> [SHORT EXERCISE 1]: Translate this sentence from the text on electric vehicle emissions into Spanish: "And, while renewable generation is growing, it still makes up a tiny fraction of the world's electricity supply."
> [SHORT EXERCISE 2]: Count the lines of the records that contain the string "shell", and give only the number.

> [TEXT SHOWN]:
So, electric vehicles (EVs) were looking pretty good in part 2. They’re much more energy efficient than regular cars, at least on a “tank-to-wheels” basis. Today, I’ll talk about their greenhouse gas emissions, starting with a quote from my thesis:
Advanced vehicles could make a sizeable contribution to emissions reduction in New Zealand. BEVs generate zero tank-to-wheels greenhouse gas emissions, and PHEVs only produce emissions when using their internal combustion engines. However, the well-to-wheels emissions for advanced vehicles depend on the source of electricity used to charge the vehicle. These sources, of course, vary substantially between countries, with many countries generating the bulk of their electricity from coal or oil. In fact, for countries such as the US, UK, China and Australia, Matthew-Wilson (2010) estimates that the Tesla Roadster BEV would actually produce higher well-to-wheels CO2 emissions than the conventional Lotus Elise on which it is based. Doucette and McCulloch (2011) and de Sisternes (2010) reach similar conclusions.
As such, the potential for PHEVs and BEVs to reduce greenhouse gas emissions depends on low-emissions sources of electricity. For much of the world, a shift towards these electricity sources will be needed if advanced vehicles are to play any part in reducing emissions. The difficulties in doing so would be one reason for The Boston Consulting Group’s (2009, p. 2) argument that conventional vehicle “technologies will be the most cost-effective way to reduce CO2 emissions on a broad scale”.
I want to highlight the end of that first paragraph. For many of the world’s largest economies, EVs wouldn’t actually reduce emissions at all, based on the current mix of power generation. Indeed, they could even increase emissions – in which case, what’s the point? True, they could help with energy security and wean countries off expensive oil imports (things I’ll look at in future posts), but there’s a lot of cost involved in buying into the technology, installing infrastructure and so on.
In order for EVs to reduce emissions, there will have to be a major shift in the way the world generates power. And, while renewable generation is growing, it still makes up a tiny fraction of the world’s electricity supply.
The New Zealand Situation
Back to New Zealand, where things look a bit better:
Of course, New Zealand is in a much more favourable position, with a large renewable electricity base. The New Zealand Government (2007, p. 22) points out that our “energy resources are plentiful and cheap by world standards… it is easier for New Zealand to commit to a low emissions electricity system than almost any other country”. As shown below, we can reduce our emissions significantly by transitioning to advanced vehicles. Matthew-Wilson (2010) estimates that in New Zealand, a Tesla Roadster would create less than one-third the CO2-equivalent emissions of a Lotus Elise.
I made my own calculations as well, and found that:
“A BEV using 20 kWh of electricity per 100 km of travel would produce emissions of 3.9 kg of CO2-equivalent emissions over this distance, a well-to-wheels measure. This is around 17% of the level of emissions produced by a typical petrol car, illustrating the potential for major emissions savings”.

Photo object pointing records

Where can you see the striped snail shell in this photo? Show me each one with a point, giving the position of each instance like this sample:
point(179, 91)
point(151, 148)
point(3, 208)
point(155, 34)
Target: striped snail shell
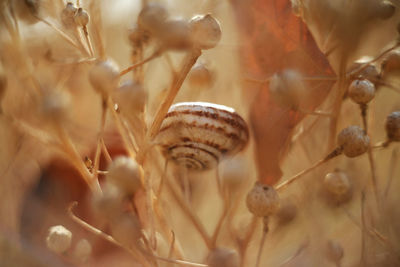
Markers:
point(197, 135)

> [FULL OUTPUT 1]: Y, aunque la generación renovable está creciendo, todavía representa una fracción minúscula del suministro eléctrico mundial.

> [FULL OUTPUT 2]: 2